REQUIRED TASK —
Return the line containing "like (90, 53)." and all lines after it exactly; stop at the end of the material.

TASK INPUTS —
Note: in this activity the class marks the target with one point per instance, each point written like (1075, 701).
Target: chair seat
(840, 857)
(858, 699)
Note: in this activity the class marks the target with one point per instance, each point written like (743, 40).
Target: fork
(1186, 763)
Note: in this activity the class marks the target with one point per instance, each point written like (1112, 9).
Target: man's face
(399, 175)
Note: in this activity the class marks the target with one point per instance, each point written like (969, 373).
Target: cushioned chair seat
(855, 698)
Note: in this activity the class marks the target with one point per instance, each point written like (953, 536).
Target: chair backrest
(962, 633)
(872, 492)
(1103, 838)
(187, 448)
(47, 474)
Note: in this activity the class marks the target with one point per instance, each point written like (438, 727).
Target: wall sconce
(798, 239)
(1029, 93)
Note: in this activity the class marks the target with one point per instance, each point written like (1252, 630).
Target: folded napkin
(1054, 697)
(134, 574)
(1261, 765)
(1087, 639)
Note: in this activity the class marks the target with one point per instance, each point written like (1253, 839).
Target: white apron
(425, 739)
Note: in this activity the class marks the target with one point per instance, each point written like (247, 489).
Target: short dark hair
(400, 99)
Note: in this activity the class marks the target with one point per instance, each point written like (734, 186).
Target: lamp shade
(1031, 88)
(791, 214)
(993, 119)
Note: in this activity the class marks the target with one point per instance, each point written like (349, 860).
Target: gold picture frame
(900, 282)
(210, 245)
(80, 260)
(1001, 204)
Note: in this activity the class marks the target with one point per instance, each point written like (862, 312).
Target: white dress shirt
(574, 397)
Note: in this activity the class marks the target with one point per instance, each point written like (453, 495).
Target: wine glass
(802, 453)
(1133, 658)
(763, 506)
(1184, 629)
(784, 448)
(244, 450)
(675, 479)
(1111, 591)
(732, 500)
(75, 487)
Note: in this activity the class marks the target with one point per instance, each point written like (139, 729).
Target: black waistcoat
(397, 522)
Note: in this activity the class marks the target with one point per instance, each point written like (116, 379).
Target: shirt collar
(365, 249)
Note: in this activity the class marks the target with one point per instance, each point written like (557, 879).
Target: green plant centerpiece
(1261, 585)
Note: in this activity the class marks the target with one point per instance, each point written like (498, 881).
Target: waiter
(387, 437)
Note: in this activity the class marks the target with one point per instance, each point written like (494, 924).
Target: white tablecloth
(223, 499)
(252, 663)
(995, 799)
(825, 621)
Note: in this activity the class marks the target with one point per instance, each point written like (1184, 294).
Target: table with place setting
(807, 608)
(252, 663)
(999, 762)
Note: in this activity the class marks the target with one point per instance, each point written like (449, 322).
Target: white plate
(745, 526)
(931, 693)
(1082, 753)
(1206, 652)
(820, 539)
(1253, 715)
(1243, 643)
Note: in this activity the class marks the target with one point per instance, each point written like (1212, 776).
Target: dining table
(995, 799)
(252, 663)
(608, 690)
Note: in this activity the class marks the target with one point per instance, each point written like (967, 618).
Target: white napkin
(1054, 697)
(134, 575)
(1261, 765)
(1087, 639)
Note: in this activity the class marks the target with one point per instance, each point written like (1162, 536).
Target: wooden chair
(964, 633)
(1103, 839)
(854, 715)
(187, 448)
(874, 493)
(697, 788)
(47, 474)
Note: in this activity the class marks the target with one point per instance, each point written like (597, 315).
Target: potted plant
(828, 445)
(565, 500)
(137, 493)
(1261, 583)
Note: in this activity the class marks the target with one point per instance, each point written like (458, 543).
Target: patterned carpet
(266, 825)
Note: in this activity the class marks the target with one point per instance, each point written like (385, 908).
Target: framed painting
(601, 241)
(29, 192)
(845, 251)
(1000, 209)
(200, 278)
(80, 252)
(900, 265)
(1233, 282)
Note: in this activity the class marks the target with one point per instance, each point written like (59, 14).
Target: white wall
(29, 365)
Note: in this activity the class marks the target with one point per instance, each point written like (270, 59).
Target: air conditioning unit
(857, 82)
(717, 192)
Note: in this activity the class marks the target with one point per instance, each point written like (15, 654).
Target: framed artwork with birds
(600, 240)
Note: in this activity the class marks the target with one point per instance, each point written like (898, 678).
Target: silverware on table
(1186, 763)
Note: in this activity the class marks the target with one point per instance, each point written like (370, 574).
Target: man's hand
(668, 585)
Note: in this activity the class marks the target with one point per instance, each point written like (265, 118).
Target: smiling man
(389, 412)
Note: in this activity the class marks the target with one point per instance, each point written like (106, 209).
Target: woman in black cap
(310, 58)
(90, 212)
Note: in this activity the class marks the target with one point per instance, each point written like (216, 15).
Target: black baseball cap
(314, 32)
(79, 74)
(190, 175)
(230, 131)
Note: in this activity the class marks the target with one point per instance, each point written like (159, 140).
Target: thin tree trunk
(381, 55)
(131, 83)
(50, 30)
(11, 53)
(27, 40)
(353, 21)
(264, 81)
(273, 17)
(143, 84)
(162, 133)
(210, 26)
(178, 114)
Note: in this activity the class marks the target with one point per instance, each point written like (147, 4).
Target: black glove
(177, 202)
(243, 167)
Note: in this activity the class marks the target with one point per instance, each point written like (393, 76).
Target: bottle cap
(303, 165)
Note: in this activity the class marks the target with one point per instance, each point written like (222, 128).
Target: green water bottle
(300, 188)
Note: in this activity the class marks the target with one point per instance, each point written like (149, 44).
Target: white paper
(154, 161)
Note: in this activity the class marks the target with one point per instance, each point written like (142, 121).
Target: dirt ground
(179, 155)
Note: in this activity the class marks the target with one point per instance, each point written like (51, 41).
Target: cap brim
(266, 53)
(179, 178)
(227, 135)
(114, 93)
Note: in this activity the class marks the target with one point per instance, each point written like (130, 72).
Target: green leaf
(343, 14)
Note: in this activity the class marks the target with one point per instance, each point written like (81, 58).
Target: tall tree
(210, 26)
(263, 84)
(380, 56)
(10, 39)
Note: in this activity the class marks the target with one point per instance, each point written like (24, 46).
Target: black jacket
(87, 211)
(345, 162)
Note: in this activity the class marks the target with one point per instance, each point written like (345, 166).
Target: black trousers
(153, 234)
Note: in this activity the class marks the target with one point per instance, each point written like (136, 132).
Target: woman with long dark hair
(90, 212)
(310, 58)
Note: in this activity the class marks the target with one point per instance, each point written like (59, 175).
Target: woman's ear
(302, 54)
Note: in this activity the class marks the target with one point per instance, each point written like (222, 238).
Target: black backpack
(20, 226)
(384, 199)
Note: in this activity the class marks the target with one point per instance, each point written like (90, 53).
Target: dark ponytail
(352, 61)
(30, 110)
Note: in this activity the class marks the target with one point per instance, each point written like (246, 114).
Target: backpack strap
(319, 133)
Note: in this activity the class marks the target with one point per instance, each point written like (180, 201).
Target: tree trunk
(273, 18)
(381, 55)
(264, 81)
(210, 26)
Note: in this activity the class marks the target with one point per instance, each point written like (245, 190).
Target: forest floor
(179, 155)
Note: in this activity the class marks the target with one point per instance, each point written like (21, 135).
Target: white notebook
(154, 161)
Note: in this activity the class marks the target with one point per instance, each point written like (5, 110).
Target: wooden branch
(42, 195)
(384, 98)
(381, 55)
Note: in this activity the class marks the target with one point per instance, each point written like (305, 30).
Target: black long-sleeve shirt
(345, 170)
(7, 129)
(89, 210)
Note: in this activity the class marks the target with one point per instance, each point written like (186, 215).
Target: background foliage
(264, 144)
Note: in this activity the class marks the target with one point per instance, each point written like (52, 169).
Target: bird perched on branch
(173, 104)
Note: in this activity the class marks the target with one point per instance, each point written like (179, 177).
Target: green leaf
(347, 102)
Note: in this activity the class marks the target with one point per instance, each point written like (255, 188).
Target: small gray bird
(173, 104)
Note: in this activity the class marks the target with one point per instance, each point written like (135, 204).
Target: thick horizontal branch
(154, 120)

THE SOLUTION —
Note: in this activity the class marks the target with one point per instance, each point written like (90, 53).
Target: dark ponytail
(352, 61)
(30, 110)
Note: in this activity the class marks the target with one point per instance, each point written like (246, 114).
Target: backpack strap
(319, 133)
Note: in this activity the class marks the target with one point per instance, each point written like (180, 201).
Target: tree trunk
(273, 18)
(381, 55)
(264, 81)
(210, 26)
Note: in this activity the class marks the target with one point per instance, each point written like (245, 190).
Target: forest floor
(179, 155)
Note: in this activity the class marks the target with one point per instance, each point written like (21, 135).
Target: white notebook
(154, 161)
Note: in this activity the class marks the target with one point per instance, each point written like (5, 110).
Target: wooden branch
(42, 195)
(384, 98)
(381, 55)
Note: in this activity the class marks the target with one point per instance, each point written like (305, 30).
Target: black long-sleeve shirt
(345, 170)
(7, 129)
(89, 210)
Note: in this activity the class marks the target with one point per instance, each point written like (186, 215).
Target: background foliage
(264, 144)
Note: in this activity the class marks the target with one point per instance, each point written like (52, 169).
Target: bird perched on branch
(173, 104)
Note: in this activity the class marks the target with one point per instance, each point written like (179, 177).
Target: green leaf
(347, 102)
Note: in this activity the class marks the target with one point per instance, each point written like (255, 188).
Target: small gray bird
(173, 104)
Note: in this activity the class marks the target with one point per instance, each point written like (135, 204).
Target: thick horizontal branch
(154, 120)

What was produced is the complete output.